→ Work required
Could you write out every line of the items below word for word, omitting the pictures?

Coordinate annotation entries

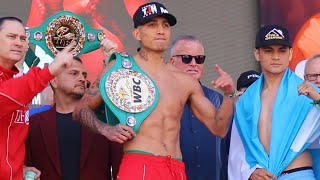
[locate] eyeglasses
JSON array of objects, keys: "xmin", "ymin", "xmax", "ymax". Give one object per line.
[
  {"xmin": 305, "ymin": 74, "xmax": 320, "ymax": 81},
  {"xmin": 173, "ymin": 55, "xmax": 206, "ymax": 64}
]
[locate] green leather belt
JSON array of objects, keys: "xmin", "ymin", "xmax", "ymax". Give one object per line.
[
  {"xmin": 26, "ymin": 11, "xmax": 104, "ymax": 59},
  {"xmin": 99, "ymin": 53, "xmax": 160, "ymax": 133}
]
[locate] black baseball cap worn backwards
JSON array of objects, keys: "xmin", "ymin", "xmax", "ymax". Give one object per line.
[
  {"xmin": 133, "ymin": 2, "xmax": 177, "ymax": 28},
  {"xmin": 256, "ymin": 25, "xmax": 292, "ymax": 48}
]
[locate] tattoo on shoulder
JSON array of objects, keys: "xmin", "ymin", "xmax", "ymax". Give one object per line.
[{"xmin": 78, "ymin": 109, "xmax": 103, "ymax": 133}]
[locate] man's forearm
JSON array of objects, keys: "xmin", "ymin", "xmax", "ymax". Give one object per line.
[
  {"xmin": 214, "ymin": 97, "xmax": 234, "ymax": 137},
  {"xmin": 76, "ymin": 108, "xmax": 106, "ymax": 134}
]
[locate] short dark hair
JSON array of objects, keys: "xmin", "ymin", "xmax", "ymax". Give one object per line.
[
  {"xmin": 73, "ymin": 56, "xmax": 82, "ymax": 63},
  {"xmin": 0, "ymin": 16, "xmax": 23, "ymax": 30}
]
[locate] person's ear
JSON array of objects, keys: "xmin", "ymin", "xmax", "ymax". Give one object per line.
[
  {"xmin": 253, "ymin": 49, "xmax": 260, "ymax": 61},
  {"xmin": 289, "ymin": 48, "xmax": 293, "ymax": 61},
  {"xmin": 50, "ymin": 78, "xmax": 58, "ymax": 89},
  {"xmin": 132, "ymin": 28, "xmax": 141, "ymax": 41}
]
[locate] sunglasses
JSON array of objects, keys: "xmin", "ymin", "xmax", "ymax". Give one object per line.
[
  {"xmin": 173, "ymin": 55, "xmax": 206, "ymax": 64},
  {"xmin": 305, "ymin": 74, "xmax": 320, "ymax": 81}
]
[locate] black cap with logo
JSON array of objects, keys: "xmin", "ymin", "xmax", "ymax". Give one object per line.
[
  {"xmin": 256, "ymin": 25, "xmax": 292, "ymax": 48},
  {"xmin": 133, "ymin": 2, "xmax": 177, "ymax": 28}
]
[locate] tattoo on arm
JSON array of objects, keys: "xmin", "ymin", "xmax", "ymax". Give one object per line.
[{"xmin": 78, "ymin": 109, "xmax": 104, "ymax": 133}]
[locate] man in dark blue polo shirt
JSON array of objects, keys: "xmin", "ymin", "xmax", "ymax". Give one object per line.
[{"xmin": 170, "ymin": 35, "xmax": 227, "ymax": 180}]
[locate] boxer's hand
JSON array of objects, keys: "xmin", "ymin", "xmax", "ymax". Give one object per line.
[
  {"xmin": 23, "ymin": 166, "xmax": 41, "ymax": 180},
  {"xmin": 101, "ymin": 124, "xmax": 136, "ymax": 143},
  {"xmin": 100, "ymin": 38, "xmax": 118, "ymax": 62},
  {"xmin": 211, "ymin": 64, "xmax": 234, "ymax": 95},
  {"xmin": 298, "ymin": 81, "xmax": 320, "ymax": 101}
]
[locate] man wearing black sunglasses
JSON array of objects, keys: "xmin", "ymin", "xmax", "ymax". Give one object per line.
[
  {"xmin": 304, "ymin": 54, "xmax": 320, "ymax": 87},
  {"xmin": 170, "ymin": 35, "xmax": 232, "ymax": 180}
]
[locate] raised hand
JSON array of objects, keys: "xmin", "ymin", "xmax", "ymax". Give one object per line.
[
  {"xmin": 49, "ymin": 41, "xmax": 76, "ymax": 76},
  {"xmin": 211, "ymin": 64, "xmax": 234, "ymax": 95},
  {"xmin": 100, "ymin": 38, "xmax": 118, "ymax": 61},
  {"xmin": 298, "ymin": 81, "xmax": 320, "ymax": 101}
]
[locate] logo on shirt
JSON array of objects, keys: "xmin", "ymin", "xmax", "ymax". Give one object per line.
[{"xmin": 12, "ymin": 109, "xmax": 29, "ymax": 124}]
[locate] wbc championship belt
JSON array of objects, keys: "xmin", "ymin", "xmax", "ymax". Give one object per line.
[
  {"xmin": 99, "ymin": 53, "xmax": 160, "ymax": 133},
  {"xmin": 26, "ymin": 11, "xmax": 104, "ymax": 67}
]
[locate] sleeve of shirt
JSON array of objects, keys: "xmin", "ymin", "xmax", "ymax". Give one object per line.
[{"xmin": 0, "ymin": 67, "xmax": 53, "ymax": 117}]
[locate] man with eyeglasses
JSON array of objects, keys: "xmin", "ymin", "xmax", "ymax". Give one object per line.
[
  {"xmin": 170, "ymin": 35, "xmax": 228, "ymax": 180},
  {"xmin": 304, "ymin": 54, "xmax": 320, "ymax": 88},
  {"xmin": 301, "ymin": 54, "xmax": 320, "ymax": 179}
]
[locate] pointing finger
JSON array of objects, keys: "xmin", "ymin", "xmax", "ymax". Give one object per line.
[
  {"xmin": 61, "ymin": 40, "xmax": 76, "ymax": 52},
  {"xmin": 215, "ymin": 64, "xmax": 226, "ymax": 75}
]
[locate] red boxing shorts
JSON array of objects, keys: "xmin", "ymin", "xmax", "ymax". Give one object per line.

→ Reply
[locate] eyeglasses
JSON array of objects, keys: "xmin", "ymin", "xmax", "ymax". Give one object per line.
[
  {"xmin": 305, "ymin": 74, "xmax": 320, "ymax": 81},
  {"xmin": 173, "ymin": 55, "xmax": 206, "ymax": 64}
]
[locate] green leather belt
JSON array of objects, keys: "xmin", "ymin", "xmax", "ymax". Give one object per line.
[
  {"xmin": 26, "ymin": 11, "xmax": 104, "ymax": 59},
  {"xmin": 99, "ymin": 53, "xmax": 160, "ymax": 133}
]
[locate] black baseball cap worn backwards
JSON array of objects, keys: "xmin", "ymin", "xmax", "ymax". Give one object per line.
[
  {"xmin": 133, "ymin": 2, "xmax": 177, "ymax": 28},
  {"xmin": 256, "ymin": 25, "xmax": 292, "ymax": 48}
]
[locate] tattoo on shoulder
JSON array of objects, keys: "xmin", "ymin", "xmax", "ymax". Give one object per line.
[{"xmin": 78, "ymin": 109, "xmax": 103, "ymax": 133}]
[locate] man's forearm
JSON array of objects, keys: "xmin", "ymin", "xmax", "ymax". Give one object per line.
[
  {"xmin": 214, "ymin": 97, "xmax": 234, "ymax": 137},
  {"xmin": 76, "ymin": 108, "xmax": 106, "ymax": 134}
]
[locate] short dark hair
JSON array of objects, keys: "xmin", "ymin", "xmax", "ymax". Give one object per line.
[
  {"xmin": 73, "ymin": 56, "xmax": 82, "ymax": 63},
  {"xmin": 0, "ymin": 16, "xmax": 23, "ymax": 30}
]
[locate] person's ear
JSON array of objects, keys: "xmin", "ymin", "xmax", "ymax". Give one object per line.
[
  {"xmin": 253, "ymin": 49, "xmax": 260, "ymax": 61},
  {"xmin": 289, "ymin": 48, "xmax": 293, "ymax": 61},
  {"xmin": 50, "ymin": 78, "xmax": 58, "ymax": 89},
  {"xmin": 132, "ymin": 28, "xmax": 141, "ymax": 41}
]
[locate] sunglasses
JSON array of objects, keys: "xmin", "ymin", "xmax", "ymax". Give one object per line.
[
  {"xmin": 173, "ymin": 55, "xmax": 206, "ymax": 64},
  {"xmin": 305, "ymin": 74, "xmax": 320, "ymax": 81}
]
[locate] black cap with logo
JSON array of objects, keys: "xmin", "ymin", "xmax", "ymax". Give one object per line.
[
  {"xmin": 256, "ymin": 25, "xmax": 292, "ymax": 48},
  {"xmin": 133, "ymin": 2, "xmax": 177, "ymax": 28}
]
[locate] tattoo on arm
JSON array of objects, keys: "xmin", "ymin", "xmax", "ymax". Give one object per line.
[{"xmin": 78, "ymin": 109, "xmax": 104, "ymax": 133}]
[locate] man in dark blue polo shirt
JSON array of objects, keys: "xmin", "ymin", "xmax", "ymax". Give one object per line.
[{"xmin": 170, "ymin": 35, "xmax": 227, "ymax": 180}]
[locate] boxer's hand
JSON array of objects, keys: "xmin", "ymin", "xmax", "ymax". Give one object per line.
[
  {"xmin": 23, "ymin": 166, "xmax": 41, "ymax": 180},
  {"xmin": 101, "ymin": 124, "xmax": 136, "ymax": 143},
  {"xmin": 100, "ymin": 38, "xmax": 118, "ymax": 62},
  {"xmin": 211, "ymin": 64, "xmax": 234, "ymax": 95},
  {"xmin": 298, "ymin": 81, "xmax": 320, "ymax": 101}
]
[locate] man wearing black sunglasses
JSON array of objects, keys: "xmin", "ymin", "xmax", "ymax". Give one object per line.
[
  {"xmin": 304, "ymin": 54, "xmax": 320, "ymax": 87},
  {"xmin": 170, "ymin": 35, "xmax": 232, "ymax": 180}
]
[locate] raised hand
JSON array of objects, keys: "xmin", "ymin", "xmax", "ymax". Give one object per line.
[
  {"xmin": 49, "ymin": 41, "xmax": 76, "ymax": 76},
  {"xmin": 211, "ymin": 64, "xmax": 234, "ymax": 95},
  {"xmin": 100, "ymin": 38, "xmax": 118, "ymax": 61},
  {"xmin": 298, "ymin": 81, "xmax": 320, "ymax": 101}
]
[locate] logo on shirt
JSON array of objects, keys: "xmin", "ymin", "xmax", "ymax". Give one object per line.
[{"xmin": 12, "ymin": 109, "xmax": 29, "ymax": 124}]
[locate] wbc championship belt
JSON array of objects, keys: "xmin", "ymin", "xmax", "ymax". Give one object per line.
[
  {"xmin": 99, "ymin": 53, "xmax": 160, "ymax": 133},
  {"xmin": 26, "ymin": 11, "xmax": 104, "ymax": 67}
]
[locate] sleeve of shirt
JSON array of objects, keys: "xmin", "ymin", "xmax", "ymax". Give one object per line.
[{"xmin": 0, "ymin": 67, "xmax": 53, "ymax": 117}]
[locate] man with eyeglasses
JSON array of objects, keys: "xmin", "ymin", "xmax", "ymax". Give one object per line.
[
  {"xmin": 170, "ymin": 35, "xmax": 228, "ymax": 180},
  {"xmin": 304, "ymin": 54, "xmax": 320, "ymax": 88},
  {"xmin": 301, "ymin": 54, "xmax": 320, "ymax": 179}
]
[locate] pointing finger
JSON array of objects, keys: "xmin", "ymin", "xmax", "ymax". Give one object per line.
[
  {"xmin": 61, "ymin": 40, "xmax": 76, "ymax": 52},
  {"xmin": 215, "ymin": 64, "xmax": 226, "ymax": 75}
]
[locate] red boxing shorts
JSON array of objects, keys: "xmin", "ymin", "xmax", "ymax". Give one object per line.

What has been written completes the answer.